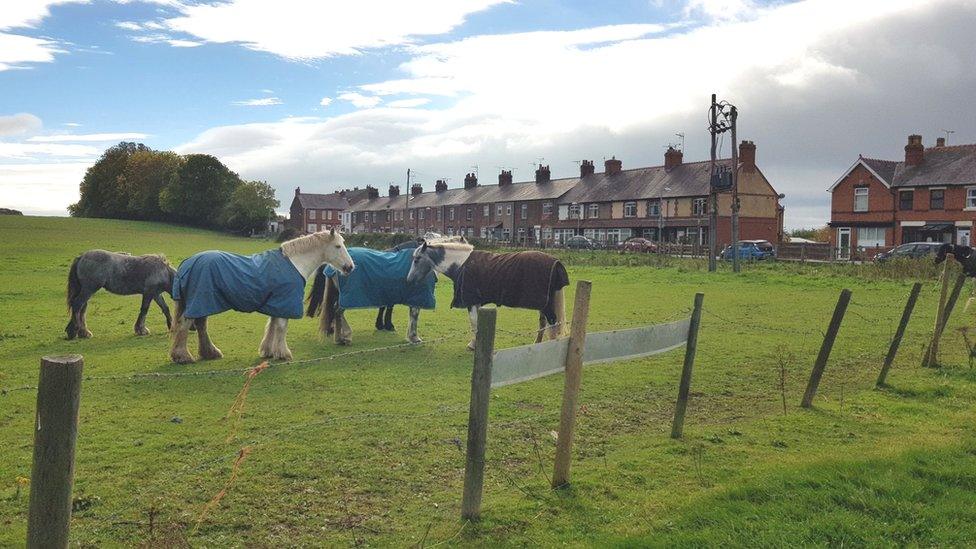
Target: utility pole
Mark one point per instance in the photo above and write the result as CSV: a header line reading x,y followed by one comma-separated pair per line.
x,y
733,116
713,195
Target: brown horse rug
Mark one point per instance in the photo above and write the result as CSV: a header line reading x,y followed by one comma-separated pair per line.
x,y
525,280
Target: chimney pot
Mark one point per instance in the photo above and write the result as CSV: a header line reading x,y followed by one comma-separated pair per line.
x,y
914,150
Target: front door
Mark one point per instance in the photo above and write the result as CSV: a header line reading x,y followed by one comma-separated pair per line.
x,y
844,243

-- GIVEN PROBLEM --
Copy all the records above line for line with every word kept, but scale each x,y point coordinate in the answers by 0.4 and round it to a whole number, with halves rounded up. Leave the pictures out of your copy.

-- COMPLETE ANSWER --
Target: utility pole
Mark one point per instance in the photo above and write the result as CSV: a header line reading x,y followed by one comma-separated pair per line.
x,y
293,46
285,78
Target: brown horse rug
Mark one point per instance in the photo above and write the result as CSV: a header line reading x,y followed by one comma-separated pair per line.
x,y
210,112
Target: chimney pot
Mark one point per instance in the photo above and write the result as CSV: a header line reading x,y followed by one comma-separated pair per line.
x,y
366,60
Target: front door
Mark one point per instance in the photo above and write the result as CSV: a header line reading x,y followed by one comma-separated pair per line.
x,y
338,97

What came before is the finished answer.